**OBJECTIVE**
Find "[tag] one dot per instance, sample [57,24]." in the data, then restate the line it sits in and every later line word for word, ending with the last line.

**Saved entries**
━━━━
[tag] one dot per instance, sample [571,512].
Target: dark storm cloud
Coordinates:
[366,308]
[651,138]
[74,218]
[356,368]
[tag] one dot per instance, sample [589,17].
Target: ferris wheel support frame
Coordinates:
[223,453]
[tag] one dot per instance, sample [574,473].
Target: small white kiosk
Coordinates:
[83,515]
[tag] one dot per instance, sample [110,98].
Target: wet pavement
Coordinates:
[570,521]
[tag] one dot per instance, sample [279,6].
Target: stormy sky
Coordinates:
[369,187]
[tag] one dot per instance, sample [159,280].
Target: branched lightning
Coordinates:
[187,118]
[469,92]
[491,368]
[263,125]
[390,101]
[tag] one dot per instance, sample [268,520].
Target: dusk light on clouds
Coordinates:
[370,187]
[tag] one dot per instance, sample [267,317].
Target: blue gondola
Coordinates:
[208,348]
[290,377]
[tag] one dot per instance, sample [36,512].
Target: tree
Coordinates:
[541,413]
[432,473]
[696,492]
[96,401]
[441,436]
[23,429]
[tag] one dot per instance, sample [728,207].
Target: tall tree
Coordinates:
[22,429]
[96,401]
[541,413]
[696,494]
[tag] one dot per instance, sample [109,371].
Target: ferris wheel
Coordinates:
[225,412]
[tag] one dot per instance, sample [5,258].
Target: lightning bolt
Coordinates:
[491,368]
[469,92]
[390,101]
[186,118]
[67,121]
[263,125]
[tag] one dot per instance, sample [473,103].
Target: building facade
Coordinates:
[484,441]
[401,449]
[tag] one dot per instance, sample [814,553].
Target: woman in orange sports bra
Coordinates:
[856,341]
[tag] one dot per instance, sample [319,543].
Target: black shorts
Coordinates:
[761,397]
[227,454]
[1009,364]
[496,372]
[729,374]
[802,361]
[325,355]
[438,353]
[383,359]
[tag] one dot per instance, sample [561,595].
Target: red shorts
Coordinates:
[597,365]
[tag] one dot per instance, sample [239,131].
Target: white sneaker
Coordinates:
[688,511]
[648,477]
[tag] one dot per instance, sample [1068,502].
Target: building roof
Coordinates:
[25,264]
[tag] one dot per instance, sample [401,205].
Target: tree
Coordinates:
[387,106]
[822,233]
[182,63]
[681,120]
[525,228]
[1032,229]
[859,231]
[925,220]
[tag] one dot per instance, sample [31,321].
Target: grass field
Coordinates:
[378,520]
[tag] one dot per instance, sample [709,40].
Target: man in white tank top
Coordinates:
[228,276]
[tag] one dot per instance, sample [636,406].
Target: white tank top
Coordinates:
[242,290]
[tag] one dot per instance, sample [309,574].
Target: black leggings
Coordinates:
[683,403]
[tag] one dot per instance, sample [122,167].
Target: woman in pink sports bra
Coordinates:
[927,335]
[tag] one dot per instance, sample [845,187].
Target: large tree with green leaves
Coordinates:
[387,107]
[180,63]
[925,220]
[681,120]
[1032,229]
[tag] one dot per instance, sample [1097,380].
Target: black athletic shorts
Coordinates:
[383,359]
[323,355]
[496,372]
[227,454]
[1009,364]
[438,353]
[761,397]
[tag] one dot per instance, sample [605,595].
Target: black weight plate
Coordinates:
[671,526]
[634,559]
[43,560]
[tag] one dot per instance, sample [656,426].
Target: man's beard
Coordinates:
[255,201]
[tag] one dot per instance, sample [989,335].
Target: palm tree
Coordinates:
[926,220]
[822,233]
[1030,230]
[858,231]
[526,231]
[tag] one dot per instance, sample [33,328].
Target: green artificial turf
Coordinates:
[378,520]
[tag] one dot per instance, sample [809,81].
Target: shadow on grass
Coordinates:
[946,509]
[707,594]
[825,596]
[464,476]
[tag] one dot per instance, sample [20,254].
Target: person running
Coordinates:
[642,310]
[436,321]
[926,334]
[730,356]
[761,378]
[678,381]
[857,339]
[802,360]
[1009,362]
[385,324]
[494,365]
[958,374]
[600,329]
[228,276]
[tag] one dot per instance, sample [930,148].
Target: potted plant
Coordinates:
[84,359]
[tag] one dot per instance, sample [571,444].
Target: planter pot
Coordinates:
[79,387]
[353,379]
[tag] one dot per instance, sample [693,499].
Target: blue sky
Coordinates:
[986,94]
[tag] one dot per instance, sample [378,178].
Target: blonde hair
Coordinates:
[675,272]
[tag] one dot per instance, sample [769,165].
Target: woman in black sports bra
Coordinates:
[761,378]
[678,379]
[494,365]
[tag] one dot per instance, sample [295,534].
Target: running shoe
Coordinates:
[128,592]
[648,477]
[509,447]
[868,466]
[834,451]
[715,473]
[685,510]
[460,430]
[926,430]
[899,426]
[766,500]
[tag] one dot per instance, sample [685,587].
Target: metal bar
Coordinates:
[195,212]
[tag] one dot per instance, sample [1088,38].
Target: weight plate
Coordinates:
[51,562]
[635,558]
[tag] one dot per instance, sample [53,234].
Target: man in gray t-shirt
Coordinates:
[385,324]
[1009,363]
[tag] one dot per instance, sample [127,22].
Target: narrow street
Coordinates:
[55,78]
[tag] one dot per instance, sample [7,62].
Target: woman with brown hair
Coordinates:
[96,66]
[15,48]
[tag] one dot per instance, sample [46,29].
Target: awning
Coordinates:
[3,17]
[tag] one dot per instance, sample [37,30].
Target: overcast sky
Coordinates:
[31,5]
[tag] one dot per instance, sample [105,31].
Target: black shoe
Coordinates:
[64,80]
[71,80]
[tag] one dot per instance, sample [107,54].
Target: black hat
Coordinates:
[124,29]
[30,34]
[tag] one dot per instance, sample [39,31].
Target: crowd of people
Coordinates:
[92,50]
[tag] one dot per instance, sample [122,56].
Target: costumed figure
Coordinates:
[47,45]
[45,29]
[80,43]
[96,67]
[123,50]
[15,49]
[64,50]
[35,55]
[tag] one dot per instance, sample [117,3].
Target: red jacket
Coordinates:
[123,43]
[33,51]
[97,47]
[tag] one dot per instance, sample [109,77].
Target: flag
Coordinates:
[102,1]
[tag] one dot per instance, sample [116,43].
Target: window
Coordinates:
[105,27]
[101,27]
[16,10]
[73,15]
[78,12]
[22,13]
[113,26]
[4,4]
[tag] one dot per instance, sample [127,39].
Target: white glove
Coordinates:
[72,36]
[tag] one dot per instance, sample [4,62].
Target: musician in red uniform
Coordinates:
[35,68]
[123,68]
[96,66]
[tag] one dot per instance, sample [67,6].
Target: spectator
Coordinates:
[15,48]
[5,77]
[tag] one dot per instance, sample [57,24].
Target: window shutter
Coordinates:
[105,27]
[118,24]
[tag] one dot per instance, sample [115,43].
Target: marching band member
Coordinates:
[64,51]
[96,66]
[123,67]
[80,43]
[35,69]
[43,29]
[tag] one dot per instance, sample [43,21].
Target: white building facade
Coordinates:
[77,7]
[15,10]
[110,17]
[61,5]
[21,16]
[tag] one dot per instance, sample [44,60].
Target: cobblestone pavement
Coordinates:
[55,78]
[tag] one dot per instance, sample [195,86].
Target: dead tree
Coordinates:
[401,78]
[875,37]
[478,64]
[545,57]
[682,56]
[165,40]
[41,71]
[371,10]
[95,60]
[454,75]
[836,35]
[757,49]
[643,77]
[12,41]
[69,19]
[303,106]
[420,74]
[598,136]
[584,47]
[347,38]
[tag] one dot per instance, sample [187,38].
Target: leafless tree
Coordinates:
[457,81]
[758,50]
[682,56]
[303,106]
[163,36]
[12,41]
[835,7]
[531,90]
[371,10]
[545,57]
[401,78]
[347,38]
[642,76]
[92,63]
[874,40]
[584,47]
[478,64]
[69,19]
━━━━
**PROBLEM SOLUTION**
[tag] one dot per instance, sample [57,24].
Target: window shutter
Coordinates:
[105,27]
[118,24]
[tag] one dot per instance, sample [115,43].
Target: marching band member
Coordinates:
[64,51]
[96,66]
[123,67]
[80,43]
[35,69]
[43,29]
[tag] one dot per instance, sample [43,21].
Target: white building facade
Coordinates:
[77,7]
[15,10]
[110,17]
[61,5]
[21,16]
[tag] one dot per instance, sample [44,60].
Target: cobblestone pavement
Coordinates:
[55,78]
[tag] one dot per instance, sample [195,86].
Target: dead tree
Coordinates:
[401,78]
[875,37]
[478,64]
[545,57]
[682,56]
[165,40]
[41,71]
[371,10]
[95,60]
[454,75]
[836,35]
[757,49]
[643,77]
[12,41]
[69,19]
[303,106]
[420,74]
[598,136]
[584,47]
[347,38]
[tag] one dot per instance, sample [187,38].
Target: leafless tree
Coordinates:
[457,81]
[758,50]
[682,56]
[303,106]
[163,36]
[12,41]
[835,7]
[531,90]
[371,10]
[545,57]
[401,78]
[347,38]
[642,76]
[92,63]
[874,40]
[584,47]
[478,64]
[69,19]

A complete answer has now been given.